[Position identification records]
-- Begin --
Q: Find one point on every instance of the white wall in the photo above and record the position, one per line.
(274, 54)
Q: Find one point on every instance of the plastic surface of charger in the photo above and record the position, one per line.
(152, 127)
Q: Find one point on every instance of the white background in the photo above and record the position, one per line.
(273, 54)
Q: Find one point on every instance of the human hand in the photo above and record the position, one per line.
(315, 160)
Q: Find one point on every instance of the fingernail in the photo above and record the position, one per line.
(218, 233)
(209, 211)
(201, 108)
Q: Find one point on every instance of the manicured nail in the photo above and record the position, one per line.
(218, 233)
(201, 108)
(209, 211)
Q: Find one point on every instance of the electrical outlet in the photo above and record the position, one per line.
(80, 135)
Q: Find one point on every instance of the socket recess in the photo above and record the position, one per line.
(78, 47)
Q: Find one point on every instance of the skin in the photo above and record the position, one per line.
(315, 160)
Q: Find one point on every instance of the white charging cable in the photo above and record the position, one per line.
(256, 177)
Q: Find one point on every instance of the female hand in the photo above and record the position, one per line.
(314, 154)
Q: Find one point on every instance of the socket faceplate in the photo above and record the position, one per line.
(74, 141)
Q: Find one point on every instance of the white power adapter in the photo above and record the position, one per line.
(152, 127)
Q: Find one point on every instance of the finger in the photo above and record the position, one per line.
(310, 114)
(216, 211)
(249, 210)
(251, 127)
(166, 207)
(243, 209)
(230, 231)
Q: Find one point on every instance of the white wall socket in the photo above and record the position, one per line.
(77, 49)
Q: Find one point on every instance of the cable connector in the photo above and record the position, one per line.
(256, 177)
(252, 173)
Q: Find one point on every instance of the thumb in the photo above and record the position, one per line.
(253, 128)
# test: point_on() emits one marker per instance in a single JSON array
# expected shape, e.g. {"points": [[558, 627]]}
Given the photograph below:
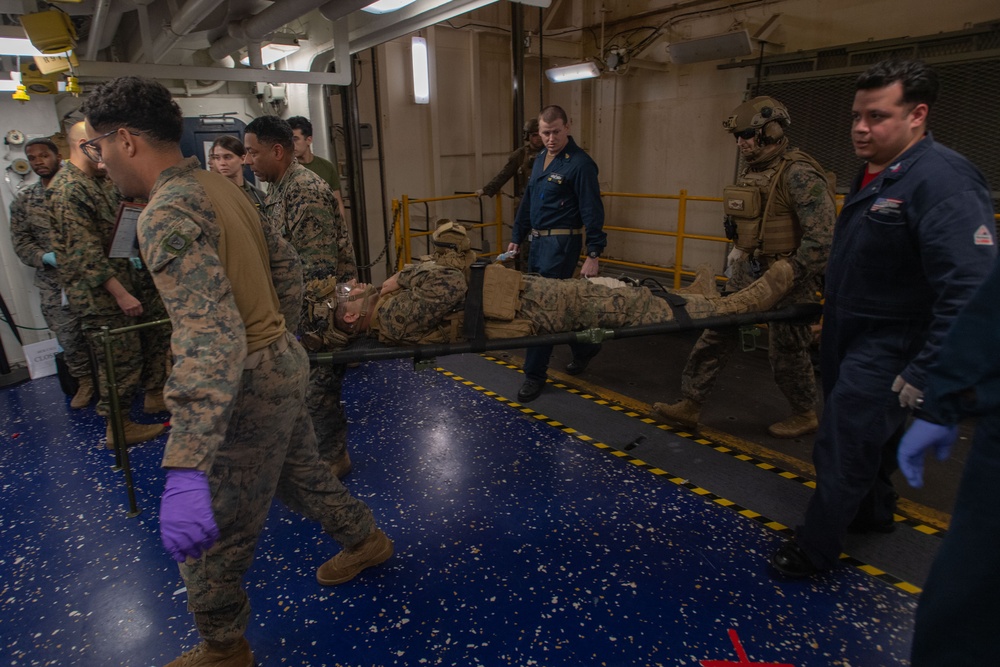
-- End --
# EXERCISE
Reproduce all of the records above, changing each occurrence of "record the position" to "mark the location" and keeping everything else identical. Leave the pictures out of your answer.

# ANSWER
Q: Find one point on every instance of the white wall in the photo above and mark the location, one per line.
(274, 54)
Q: Find one point on every instance of the plastic surface of charger in the photo above and mark the location, one per line.
(152, 127)
Q: Find one point on every instance of the white background in the photo above and mark the location, one per line.
(273, 54)
Q: Find one point on every instance of the human hand in the photo above and mark the location, one per line.
(315, 160)
Q: Find one point on every instance of the fingernail in the photo above and mark the location, one per line.
(218, 233)
(209, 211)
(201, 108)
Q: Find one point on every instance of the manicured nail in the photo above and mark the location, one per line.
(218, 233)
(201, 108)
(209, 211)
Q: Find one point on every instance of the electrical outlet in the photo above and mark the location, one per line.
(80, 135)
Q: Find one point on every instance of the socket recess in the photo above and mark the location, one per line.
(78, 47)
Q: Find one point on every instance of the skin in the photo above and mark the location, one per line.
(315, 160)
Q: Find one point on every instance of the white charging cable in the photo above and mark the location, one per line.
(256, 177)
Q: Find one point on every instance of the female hand in the photo above and mark the location, one per line.
(314, 154)
Q: Find one point on every instance of the socket faceplate in the photo above and mark the location, one per line.
(74, 141)
Q: Find one point on every instance of the white power adapter in the photo above and mark the location, one per line.
(152, 127)
Q: Find one point on every instance of the finger in the photo above and mark the location, one per line.
(310, 114)
(216, 211)
(249, 210)
(251, 127)
(166, 207)
(243, 209)
(230, 231)
Q: Find one point on every instance of the white wall socket in the photo above and mark the location, one per line.
(77, 49)
Q: Find one point on every instance of the cable connector in the photo above and mark the location, one per line.
(256, 177)
(252, 173)
Q: Find one point on every instance of the thumb in the photo above and mark the location, one per line.
(253, 128)
# test: point_on() emits one marker per instance in a single JSON array
# expected shape, e.g. {"points": [[558, 627]]}
Given the photograph below:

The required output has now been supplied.